#### Tasks to carry out:
a) List every name of a person, organization, service, or event that appears in the post about the Macmillan web chat.
b) In two sentences, summarize the post about the Macmillan web chat.
c) Write the next part of the post about the Macmillan web chat, picking up after its final sentence.

--- Text Enclosed Below ---

Macmillan have just released the transcript of their Life After Cancer Web Chat which took place on the 10th September. Whether you were able to join the chat on the day or not you can now see all the questions and answers online. I was there on the day and was one of the people asking questions about Lymphoedema.
Hilary Weaver, a specialist nurse from the Macmillan Support Line, answered questions on the physical and emotional after-effects of cancer.
In terms of living with the risk of lymphoedema, they say that you know when you have done too much exercise or put too much strain on your arm. The problem with that is that it’s then too late – I’ve done too much and the damage is done. How can I possibly know when enough is enough without doing any harm? What are the warning signs?

--- End of Enclosed Text ---
--- Listed records Enclosed Below ---

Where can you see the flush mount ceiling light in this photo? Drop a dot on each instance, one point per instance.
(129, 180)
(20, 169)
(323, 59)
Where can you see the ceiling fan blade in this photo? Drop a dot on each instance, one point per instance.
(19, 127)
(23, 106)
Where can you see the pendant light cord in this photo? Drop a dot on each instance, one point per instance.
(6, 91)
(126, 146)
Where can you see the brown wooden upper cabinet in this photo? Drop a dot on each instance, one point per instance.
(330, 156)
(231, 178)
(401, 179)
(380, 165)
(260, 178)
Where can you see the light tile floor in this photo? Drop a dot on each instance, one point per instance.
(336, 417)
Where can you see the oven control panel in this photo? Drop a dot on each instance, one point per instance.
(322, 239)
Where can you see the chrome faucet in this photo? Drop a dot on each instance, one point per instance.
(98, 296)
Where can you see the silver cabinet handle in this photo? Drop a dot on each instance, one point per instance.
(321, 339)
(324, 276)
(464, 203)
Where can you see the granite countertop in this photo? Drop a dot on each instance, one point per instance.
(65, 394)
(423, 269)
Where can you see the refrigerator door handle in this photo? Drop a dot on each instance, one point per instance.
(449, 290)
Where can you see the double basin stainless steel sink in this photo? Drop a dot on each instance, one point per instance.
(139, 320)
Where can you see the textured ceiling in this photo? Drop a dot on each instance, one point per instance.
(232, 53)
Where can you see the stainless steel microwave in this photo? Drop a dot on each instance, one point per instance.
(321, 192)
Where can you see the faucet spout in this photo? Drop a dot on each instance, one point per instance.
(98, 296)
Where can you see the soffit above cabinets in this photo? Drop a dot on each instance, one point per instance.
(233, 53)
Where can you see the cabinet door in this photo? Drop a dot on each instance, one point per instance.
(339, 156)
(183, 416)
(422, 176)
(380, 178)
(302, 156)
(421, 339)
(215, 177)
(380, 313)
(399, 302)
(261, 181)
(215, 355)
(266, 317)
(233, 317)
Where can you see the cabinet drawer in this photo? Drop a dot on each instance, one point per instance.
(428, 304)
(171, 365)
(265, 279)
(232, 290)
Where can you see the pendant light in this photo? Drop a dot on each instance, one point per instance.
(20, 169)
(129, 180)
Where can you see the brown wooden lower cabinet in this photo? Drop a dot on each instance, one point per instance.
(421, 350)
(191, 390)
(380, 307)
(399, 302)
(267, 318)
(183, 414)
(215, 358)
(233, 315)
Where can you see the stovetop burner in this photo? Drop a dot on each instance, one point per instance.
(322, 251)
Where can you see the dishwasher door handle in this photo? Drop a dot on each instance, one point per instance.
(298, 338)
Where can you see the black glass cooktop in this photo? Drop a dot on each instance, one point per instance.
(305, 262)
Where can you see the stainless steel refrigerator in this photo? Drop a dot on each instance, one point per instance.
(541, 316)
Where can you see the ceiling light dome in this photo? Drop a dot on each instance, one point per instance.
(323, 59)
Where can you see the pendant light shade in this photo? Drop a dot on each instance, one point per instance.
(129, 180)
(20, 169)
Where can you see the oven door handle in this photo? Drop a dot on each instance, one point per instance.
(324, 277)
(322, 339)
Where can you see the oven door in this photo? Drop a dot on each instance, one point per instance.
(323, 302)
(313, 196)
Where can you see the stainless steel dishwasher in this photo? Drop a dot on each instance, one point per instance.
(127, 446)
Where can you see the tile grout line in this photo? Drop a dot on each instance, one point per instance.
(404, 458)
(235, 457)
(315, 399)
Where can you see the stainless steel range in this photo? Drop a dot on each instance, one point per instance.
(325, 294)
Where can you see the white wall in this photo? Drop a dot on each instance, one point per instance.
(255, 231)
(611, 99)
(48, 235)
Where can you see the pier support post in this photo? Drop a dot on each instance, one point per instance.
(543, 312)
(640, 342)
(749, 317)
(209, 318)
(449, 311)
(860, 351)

--- End of Enclosed Listed records ---

#### Solved tasks:
a)
Macmillan
Life After Cancer Web Chat
Hilary Weaver
Macmillan Support Line

b) Macmillan has released the transcript of its Life After Cancer Web Chat, held on the 10th September, in which Hilary Weaver, a specialist nurse from the Macmillan Support Line, answered questions on the physical and emotional after-effects of cancer. The writer took part and asked about lymphoedema, including how to know when enough is enough with exercise or strain on the arm before any damage is done, and what the warning signs are.

c)
Hilary: That’s a good question. The risk of lymphoedema is greater if you suddenly do an unusual amount of activity or lifting. The key is to build up slowly and consistently so that your arm has lots of time to adapt. It is possible to do vigorous exercise and weights without developing any problems but you need to work up to that very gradually and make it your norm! Don’t do too much too fast. You can find more information about coping with lymphoedema on the Macmillan website.
But when you have pain in your arm before you start, how do you know when to stop. It’s been 13 weeks since the surgery and I don’t know what the difference is between healing pain and lymphoedema pain.
Hilary: Your surgery was quite recent and it’s not unusual to still be healing up. Lymphoedema would be uncommon at this stage in your healing. Perhaps sticking to the post op exercises you’ve been given at this stage would be sensible. You could also talk to your specialist for more advice or a physiotherapist referral?
Does manual lymphatic drainage (MLD) help reduce the risk of lymphoedema?
We don’t know for sure that manual lymphatic drainage prevents lymphoedema. The research about this just isn’t very clear at the moment. MLD is more often used with other techniques to manage lymphoedema. You can read more about preventing lymphoedema and treating lymphoedema on our website.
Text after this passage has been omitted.